** Texte à étudier **
**********
Au rythme du cœur qui bat et se débat

Un coup de cœur du Carnet

Ariane LE FORT, Quand les gens dorment, ONLIT, 2022, 186 p., 18 €, ISBN : 9782875601513

le fort quand les gens dormentOn prend l’histoire en cours – l’histoire d’un amour. Janet retrouve Pierre chez lui, dans un immeuble bruxellois promis à la démolition – avec vue sur la cathédrale. Janet : 57 ans, « quelque chose de Barbara », travaille dans une clinique de la douleur, « avec pour mission de la réorganiser de A à Z ». Pierre : « Max von Sydow en plus chevelu », réalisateur en vue, jusqu’à ce que. Sa fille, renversée par un tram. Décédée. Lui, plus mort que vif, depuis. « Plus personne ne le reconnaissait, on ne le regardait plus, il n’avait pas fallu cinq ans ». Ils sont chacun d’un autre côté de la vie, de la mort, Janet et Pierre ; et ça, davantage que la différence d’âge (il est plus âgé de quinze ans), va entraver l’histoire. Le désir. Va faire qu’« ils ne vivraient sans doute jamais ensemble et mourraient chacun chez soi le soir venu ».
**********
** Exercice 1 **
D'après le texte sur le roman Quand les gens dorment, dans quel type d'établissement Janet travaille-t-elle ?
** Exercice 2 **
Poursuivez le texte sur le roman Quand les gens dorment à la suite de sa dernière phrase.
**********
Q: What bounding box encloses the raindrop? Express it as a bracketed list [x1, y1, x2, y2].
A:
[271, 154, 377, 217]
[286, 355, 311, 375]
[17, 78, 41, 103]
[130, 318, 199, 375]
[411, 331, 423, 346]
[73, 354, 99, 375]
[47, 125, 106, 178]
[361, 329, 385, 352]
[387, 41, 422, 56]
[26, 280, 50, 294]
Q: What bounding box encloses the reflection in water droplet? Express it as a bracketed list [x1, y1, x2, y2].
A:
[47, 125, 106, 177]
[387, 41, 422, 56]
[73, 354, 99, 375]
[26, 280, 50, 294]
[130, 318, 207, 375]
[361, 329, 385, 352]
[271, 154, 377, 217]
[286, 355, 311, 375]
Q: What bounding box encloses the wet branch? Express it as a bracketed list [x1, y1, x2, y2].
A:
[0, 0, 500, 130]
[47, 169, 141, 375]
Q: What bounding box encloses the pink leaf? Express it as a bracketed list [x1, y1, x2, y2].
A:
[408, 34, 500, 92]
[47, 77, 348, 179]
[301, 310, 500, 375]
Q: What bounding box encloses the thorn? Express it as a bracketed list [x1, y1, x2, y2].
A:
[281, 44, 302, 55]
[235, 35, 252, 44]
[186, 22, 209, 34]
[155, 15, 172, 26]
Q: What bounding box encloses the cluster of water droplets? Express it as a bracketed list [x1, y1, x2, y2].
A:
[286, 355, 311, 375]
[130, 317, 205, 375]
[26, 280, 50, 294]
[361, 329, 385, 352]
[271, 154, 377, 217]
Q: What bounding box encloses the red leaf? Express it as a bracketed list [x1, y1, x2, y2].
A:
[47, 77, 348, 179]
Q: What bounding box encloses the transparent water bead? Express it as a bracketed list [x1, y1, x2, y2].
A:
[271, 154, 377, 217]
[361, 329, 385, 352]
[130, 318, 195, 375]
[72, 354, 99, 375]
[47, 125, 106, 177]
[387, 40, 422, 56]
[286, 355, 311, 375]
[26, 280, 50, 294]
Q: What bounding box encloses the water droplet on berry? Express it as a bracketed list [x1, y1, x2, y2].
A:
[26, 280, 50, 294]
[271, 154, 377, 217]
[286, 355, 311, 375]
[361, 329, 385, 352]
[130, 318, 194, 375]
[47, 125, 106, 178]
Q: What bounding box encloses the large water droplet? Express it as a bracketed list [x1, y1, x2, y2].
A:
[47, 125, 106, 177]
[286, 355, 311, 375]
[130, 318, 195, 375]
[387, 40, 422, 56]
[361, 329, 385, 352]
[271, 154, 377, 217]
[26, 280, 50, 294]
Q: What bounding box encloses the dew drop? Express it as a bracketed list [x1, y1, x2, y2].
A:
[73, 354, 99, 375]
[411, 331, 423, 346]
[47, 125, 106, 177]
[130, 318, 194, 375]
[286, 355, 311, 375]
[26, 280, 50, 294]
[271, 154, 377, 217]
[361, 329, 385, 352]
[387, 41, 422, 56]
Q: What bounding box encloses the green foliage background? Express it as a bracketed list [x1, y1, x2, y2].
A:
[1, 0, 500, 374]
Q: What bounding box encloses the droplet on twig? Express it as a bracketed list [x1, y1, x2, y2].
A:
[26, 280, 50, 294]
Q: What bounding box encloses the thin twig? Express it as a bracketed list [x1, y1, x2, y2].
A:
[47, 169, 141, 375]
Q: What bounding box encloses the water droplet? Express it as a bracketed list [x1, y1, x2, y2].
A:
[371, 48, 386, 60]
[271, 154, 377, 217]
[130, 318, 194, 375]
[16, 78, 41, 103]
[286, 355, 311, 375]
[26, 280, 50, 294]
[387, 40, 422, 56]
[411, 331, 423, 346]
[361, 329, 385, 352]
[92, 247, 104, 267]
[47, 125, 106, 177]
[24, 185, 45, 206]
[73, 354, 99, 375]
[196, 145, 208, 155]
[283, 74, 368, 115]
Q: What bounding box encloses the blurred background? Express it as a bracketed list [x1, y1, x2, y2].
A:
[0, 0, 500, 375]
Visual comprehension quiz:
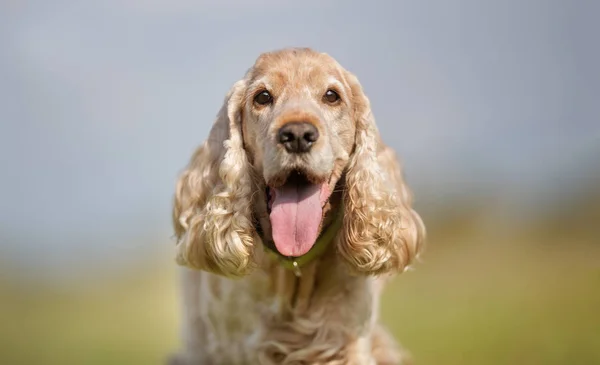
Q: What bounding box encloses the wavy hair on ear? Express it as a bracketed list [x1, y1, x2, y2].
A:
[173, 80, 260, 277]
[338, 73, 425, 275]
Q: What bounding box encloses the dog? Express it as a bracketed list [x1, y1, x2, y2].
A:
[169, 48, 425, 365]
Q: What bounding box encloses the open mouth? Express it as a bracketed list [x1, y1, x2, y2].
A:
[267, 171, 331, 257]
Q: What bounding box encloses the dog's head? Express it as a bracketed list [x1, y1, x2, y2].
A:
[173, 49, 424, 276]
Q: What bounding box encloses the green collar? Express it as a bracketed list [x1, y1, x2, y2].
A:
[265, 207, 344, 276]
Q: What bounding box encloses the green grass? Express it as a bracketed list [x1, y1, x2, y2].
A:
[0, 232, 600, 365]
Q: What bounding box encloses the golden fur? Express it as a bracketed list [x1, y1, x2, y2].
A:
[171, 49, 425, 365]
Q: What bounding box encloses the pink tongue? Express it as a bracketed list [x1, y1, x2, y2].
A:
[270, 184, 323, 257]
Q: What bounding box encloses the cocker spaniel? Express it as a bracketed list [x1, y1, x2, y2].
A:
[170, 48, 425, 365]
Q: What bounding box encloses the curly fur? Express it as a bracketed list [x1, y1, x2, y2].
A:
[339, 76, 424, 274]
[170, 49, 425, 365]
[173, 81, 260, 277]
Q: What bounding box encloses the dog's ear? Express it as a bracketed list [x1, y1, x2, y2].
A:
[338, 73, 425, 274]
[173, 80, 260, 277]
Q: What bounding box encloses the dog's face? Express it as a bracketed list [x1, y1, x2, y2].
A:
[173, 49, 424, 276]
[241, 52, 356, 257]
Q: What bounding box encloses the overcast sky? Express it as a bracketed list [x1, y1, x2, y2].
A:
[0, 0, 600, 276]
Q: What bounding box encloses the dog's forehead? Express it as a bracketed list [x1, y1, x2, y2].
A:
[250, 49, 342, 85]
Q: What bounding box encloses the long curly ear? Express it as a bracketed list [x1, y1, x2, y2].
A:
[338, 74, 425, 274]
[173, 80, 260, 277]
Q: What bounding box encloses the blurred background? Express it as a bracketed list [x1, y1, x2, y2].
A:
[0, 0, 600, 365]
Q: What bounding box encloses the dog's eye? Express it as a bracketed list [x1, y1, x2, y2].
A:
[323, 89, 340, 104]
[254, 90, 273, 105]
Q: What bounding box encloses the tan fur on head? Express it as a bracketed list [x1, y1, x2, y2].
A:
[339, 73, 425, 274]
[173, 80, 260, 277]
[166, 48, 424, 365]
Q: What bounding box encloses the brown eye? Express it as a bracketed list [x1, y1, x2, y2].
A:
[254, 90, 273, 105]
[323, 89, 340, 104]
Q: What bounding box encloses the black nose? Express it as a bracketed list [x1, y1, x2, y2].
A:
**********
** Réponse rédigée 1 **
Elle travaille dans une clinique de la douleur.

** Réponse rédigée 2 **
On le sait depuis L’eau froide efface les rêves (1989), Ariane Le Fort écrit de là où cela se soustrait à notre volonté, à notre maîtrise, à notre mainmise – et, avec son écriture filet à papillons, elle saisit : ce qui naît, vit & survit, meurt aussi. Ce qui jouit & peine à plaisir. Va, vient & se retire. Revient ? L’amour. Toujours.

Cette remontée depuis le derme de l’amour jusqu’à l’épiderme de la page engendre une douceur si douce, une douceur qui nous fait du bien, cette douceur que l’on aime retrouver dans tous ses romans, alors que. Jamais elle n’efface les aspérités. Elle ose tout affronter, tout ramasser dans ses phrases : les fantasmagories, les moments d’abandon et les retours sur terre. Même les pensées les plus égoïstes (« Elle l’aimait fort aussi même si parfois elle souhaitait qu’il meure vite, qu’il n’attende pas dix ou quinze ans. Inutile de se taper la débâcle »).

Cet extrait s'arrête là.